Present as a numbered list the lines of the records below, from the line containing "In this exercise you will annotate each instance of the bare" through the line containing "of the shoreline", both included, omitting any blank lines.

▽

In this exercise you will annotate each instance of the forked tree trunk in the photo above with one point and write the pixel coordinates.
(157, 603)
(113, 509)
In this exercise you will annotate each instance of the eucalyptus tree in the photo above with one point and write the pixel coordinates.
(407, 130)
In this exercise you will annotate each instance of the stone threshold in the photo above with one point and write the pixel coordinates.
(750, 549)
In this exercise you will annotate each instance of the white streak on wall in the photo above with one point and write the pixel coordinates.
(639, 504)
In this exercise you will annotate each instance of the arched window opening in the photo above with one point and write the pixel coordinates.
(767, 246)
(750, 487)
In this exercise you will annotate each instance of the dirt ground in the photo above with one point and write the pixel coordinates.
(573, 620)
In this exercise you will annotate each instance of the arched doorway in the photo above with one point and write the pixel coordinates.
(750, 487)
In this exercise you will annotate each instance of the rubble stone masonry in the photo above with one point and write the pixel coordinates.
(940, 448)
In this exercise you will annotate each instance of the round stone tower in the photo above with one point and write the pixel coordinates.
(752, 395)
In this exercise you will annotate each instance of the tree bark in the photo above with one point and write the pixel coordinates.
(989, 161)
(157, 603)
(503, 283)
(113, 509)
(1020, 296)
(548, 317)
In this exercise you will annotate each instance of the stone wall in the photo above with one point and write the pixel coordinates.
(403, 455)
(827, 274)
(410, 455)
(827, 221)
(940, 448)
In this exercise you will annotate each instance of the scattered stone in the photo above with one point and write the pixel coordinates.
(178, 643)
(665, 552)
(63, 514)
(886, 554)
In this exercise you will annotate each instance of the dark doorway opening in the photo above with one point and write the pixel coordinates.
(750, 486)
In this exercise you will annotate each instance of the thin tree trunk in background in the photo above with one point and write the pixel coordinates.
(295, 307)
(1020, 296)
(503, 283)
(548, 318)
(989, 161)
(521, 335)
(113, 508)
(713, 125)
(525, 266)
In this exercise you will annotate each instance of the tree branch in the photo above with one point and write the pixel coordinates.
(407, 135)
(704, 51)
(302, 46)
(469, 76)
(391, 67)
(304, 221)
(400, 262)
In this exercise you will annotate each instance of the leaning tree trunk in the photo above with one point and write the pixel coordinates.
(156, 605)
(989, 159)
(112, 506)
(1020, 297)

△
▽

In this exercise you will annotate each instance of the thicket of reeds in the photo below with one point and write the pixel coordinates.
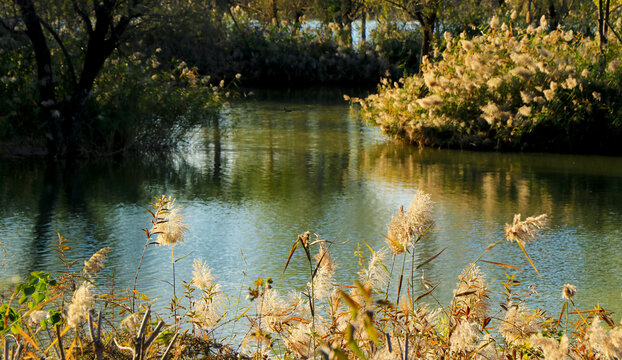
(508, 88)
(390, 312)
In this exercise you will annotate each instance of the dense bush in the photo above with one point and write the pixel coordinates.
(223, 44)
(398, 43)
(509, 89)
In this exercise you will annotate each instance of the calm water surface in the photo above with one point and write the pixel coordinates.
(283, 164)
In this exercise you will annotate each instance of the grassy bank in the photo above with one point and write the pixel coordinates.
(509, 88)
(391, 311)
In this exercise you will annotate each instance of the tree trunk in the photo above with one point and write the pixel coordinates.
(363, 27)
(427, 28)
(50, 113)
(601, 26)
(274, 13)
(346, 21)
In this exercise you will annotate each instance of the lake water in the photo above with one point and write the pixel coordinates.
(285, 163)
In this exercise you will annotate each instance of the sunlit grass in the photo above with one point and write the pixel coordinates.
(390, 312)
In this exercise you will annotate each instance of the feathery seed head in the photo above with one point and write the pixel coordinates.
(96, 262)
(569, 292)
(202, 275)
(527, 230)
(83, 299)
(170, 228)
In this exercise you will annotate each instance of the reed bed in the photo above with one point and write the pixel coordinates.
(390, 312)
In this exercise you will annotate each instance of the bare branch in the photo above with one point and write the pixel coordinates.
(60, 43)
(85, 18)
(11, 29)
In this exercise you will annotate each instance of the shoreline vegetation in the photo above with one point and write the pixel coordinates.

△

:: Task response ::
1. In this exercise you will annotate each instance of the bare branch in the photo above with one point and write the pixel coordinates.
2. (60, 43)
3. (85, 18)
4. (11, 29)
5. In this exercise you will annotate each instance of the shoreline vegetation in the photo above with one point and write the pixel coordinates.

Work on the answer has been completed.